=== PROMPT ===
Count the lines below that contain "fork". Give only the number.

=== INPUT DATA ===
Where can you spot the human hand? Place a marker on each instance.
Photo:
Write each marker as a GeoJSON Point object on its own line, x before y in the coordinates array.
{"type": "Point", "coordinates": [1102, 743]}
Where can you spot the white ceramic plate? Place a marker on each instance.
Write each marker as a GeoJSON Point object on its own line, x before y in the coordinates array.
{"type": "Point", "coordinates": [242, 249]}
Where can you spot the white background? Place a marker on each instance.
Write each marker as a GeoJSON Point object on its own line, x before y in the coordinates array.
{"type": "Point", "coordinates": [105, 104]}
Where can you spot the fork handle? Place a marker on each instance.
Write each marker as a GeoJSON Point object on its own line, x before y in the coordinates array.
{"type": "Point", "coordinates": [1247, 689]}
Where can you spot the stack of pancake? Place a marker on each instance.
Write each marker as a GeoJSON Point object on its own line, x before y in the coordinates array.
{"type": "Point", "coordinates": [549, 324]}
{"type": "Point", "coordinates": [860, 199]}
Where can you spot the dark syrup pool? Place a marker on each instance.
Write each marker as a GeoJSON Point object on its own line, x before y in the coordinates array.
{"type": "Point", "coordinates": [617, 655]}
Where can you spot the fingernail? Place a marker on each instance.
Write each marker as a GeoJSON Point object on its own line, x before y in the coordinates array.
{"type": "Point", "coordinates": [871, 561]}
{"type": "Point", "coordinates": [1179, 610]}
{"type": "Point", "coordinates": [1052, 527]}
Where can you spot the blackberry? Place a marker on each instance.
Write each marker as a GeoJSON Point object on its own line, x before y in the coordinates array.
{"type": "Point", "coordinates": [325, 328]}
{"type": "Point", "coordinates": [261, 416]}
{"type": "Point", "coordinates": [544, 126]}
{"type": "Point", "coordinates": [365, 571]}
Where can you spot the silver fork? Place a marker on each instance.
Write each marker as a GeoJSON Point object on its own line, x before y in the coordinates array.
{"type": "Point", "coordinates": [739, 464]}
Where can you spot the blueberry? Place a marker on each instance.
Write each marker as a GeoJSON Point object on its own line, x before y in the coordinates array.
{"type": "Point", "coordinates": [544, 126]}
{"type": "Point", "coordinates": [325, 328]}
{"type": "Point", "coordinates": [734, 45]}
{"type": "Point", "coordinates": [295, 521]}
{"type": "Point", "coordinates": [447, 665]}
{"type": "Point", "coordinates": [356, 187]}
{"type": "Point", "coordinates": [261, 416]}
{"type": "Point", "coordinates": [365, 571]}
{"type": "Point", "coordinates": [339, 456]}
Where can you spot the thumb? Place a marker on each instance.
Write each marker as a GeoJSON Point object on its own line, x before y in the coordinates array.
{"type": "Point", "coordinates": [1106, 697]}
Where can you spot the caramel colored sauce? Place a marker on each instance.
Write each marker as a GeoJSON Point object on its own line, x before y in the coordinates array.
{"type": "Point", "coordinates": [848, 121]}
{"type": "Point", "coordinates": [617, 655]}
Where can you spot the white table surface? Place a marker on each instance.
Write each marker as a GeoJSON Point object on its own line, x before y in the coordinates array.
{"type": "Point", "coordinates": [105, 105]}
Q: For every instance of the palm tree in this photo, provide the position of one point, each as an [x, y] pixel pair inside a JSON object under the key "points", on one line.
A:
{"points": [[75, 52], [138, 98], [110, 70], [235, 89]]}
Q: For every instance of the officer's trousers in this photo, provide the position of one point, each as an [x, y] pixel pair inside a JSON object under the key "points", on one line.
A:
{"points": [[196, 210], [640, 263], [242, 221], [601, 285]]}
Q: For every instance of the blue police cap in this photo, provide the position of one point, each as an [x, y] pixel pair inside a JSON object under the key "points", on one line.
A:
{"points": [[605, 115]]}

=== TASK RESULT ===
2